**Texto de estudo**
━━━━━━━━━━━━━━━━━━━━

A narrativa oficial descreve a fundação da Universidade de São Paulo (USP) e outras instituições de ensino superior, como a atual Fesp-SP, como fruto da mobilização da aristocracia paulista em resposta à derrota em 1930 e 1932. Esse impulso estaria, por exemplo, expresso no parágrafo final do manifesto fundador da escola, em que o Estado de São Paulo é descrito como “moralmente ferido pelos dissabores dos últimos anos”.
Mas o professor Angelo del Vecchio, presidente do Conselho Superior da Fesp-SP, afirma peremptoriamente que essa interpretação não passa de lenda. “No manifesto, não consta nada a esse respeito. Ao contrário, aparece claramente que as respostas para os problemas do Brasil não estavam na República Velha. Roberto Simonsen e Mario de Andrade eram, antes de tudo, modernizadores e voltados para a industrialização”, afirma.
Ao contrário, Simonsen aproximou-se do governo Vargas depois de baixada a poeira do conflito de 1932, diz Del Vecchio. O engenheiro nascido em Santos buscava contribuir, com o apoio dos pesquisadores da Escola Livre de Sociologia e Política, para as iniciativas de industrialização do Brasil.

━━━━━━━━━━━━━━━━━━━━

**Tarefa a realizar**
Por favor, diga que cargo Angelo del Vecchio ocupa segundo o texto de estudo. Os registros são um material separado do texto de estudo.

━━━━━━━━━━━━━━━━━━━━

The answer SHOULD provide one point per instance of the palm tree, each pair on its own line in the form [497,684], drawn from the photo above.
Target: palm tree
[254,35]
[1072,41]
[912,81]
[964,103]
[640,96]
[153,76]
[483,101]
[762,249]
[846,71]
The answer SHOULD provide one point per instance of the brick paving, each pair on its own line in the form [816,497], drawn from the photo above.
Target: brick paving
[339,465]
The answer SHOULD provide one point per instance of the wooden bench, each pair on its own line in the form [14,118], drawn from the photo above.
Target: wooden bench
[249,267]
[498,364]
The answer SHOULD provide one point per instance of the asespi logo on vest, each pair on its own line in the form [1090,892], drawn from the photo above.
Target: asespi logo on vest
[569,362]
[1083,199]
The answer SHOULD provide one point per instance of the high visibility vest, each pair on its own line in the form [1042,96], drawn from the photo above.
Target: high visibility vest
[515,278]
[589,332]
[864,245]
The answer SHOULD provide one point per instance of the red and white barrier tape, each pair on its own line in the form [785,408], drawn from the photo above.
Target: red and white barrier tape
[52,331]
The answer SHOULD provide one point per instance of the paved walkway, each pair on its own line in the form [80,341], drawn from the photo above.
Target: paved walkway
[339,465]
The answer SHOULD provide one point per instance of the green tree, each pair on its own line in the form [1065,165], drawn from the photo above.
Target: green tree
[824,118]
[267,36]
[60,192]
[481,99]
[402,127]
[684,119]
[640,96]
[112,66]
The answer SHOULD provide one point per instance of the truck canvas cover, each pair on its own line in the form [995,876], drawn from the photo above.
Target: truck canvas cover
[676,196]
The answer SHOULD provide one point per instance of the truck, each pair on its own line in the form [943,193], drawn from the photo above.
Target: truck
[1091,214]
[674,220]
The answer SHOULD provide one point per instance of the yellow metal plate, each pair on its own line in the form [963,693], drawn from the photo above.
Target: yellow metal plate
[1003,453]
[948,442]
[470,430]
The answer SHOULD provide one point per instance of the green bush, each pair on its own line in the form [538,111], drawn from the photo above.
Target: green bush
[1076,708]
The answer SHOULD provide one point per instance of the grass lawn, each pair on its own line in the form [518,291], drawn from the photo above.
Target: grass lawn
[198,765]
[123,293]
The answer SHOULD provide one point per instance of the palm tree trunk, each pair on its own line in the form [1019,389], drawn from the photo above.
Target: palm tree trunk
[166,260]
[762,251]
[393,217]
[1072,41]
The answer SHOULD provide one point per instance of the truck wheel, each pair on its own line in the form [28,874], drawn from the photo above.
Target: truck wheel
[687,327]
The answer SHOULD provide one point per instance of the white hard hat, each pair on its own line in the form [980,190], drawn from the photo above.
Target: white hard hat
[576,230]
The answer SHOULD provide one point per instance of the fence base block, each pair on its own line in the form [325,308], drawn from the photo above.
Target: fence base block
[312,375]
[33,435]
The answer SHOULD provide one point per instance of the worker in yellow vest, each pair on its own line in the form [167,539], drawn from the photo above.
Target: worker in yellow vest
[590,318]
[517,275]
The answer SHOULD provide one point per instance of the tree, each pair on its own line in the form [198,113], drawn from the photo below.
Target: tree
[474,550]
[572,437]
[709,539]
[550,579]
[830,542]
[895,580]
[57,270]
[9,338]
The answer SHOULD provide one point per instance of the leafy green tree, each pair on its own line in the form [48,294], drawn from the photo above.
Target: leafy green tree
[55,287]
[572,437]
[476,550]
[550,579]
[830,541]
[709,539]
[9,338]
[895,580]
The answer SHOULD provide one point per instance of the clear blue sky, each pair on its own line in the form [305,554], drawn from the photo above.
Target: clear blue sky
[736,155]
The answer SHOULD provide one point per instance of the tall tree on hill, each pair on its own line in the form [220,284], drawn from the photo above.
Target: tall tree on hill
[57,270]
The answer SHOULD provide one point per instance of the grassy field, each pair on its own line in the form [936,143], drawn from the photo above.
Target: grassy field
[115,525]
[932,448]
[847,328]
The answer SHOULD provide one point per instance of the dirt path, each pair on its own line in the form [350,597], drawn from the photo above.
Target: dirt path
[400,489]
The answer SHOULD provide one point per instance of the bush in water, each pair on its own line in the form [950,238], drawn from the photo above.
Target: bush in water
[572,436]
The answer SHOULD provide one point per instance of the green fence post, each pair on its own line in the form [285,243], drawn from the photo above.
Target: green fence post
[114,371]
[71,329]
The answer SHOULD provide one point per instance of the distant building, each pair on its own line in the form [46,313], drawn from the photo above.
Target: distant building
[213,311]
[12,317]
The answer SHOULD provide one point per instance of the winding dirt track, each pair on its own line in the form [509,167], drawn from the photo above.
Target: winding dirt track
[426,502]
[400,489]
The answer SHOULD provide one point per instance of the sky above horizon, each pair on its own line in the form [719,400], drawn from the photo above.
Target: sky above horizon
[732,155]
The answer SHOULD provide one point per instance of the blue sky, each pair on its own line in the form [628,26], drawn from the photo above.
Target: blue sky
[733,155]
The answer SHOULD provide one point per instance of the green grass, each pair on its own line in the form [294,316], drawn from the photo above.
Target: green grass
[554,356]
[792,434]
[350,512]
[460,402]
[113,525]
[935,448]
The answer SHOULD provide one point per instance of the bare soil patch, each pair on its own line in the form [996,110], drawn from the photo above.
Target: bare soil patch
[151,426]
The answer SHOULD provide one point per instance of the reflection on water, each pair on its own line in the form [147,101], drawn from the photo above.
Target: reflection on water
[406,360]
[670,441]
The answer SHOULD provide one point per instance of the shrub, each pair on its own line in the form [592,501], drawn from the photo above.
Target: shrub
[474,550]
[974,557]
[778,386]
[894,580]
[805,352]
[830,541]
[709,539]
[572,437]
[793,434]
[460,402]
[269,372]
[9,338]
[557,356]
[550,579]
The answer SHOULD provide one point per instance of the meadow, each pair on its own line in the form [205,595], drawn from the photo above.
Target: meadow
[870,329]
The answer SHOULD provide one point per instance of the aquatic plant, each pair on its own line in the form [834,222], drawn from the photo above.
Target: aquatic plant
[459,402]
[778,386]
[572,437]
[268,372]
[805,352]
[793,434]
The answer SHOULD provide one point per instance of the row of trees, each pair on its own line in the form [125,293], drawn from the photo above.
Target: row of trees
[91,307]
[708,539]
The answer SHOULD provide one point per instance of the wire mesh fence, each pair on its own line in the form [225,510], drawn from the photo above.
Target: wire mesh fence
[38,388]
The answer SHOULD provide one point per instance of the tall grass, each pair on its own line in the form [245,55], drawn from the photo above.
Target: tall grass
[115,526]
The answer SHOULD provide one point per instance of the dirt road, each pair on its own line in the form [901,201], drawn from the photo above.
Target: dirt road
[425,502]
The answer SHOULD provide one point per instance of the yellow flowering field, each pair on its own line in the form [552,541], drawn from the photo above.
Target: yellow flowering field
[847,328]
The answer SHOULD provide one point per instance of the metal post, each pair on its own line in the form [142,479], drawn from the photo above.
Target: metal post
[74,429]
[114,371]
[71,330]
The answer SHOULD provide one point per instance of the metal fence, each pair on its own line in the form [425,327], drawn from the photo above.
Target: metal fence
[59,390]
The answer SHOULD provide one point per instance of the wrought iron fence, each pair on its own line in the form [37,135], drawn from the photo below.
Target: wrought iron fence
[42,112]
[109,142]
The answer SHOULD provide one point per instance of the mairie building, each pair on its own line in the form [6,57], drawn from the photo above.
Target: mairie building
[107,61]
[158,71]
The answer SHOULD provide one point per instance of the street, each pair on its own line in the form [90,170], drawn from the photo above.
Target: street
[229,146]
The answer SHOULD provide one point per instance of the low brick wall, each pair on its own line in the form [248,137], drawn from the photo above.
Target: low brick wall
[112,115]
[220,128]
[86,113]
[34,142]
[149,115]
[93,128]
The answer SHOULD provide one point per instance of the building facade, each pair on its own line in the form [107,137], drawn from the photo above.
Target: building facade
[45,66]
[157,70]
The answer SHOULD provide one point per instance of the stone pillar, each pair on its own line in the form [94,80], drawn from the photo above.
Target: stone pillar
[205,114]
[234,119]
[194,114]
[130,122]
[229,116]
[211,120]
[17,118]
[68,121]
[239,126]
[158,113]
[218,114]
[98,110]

━━━━━━━━━━━━━━━━━━━━

**Resposta do exercício**
Presidente do Conselho Superior da Fesp-SP.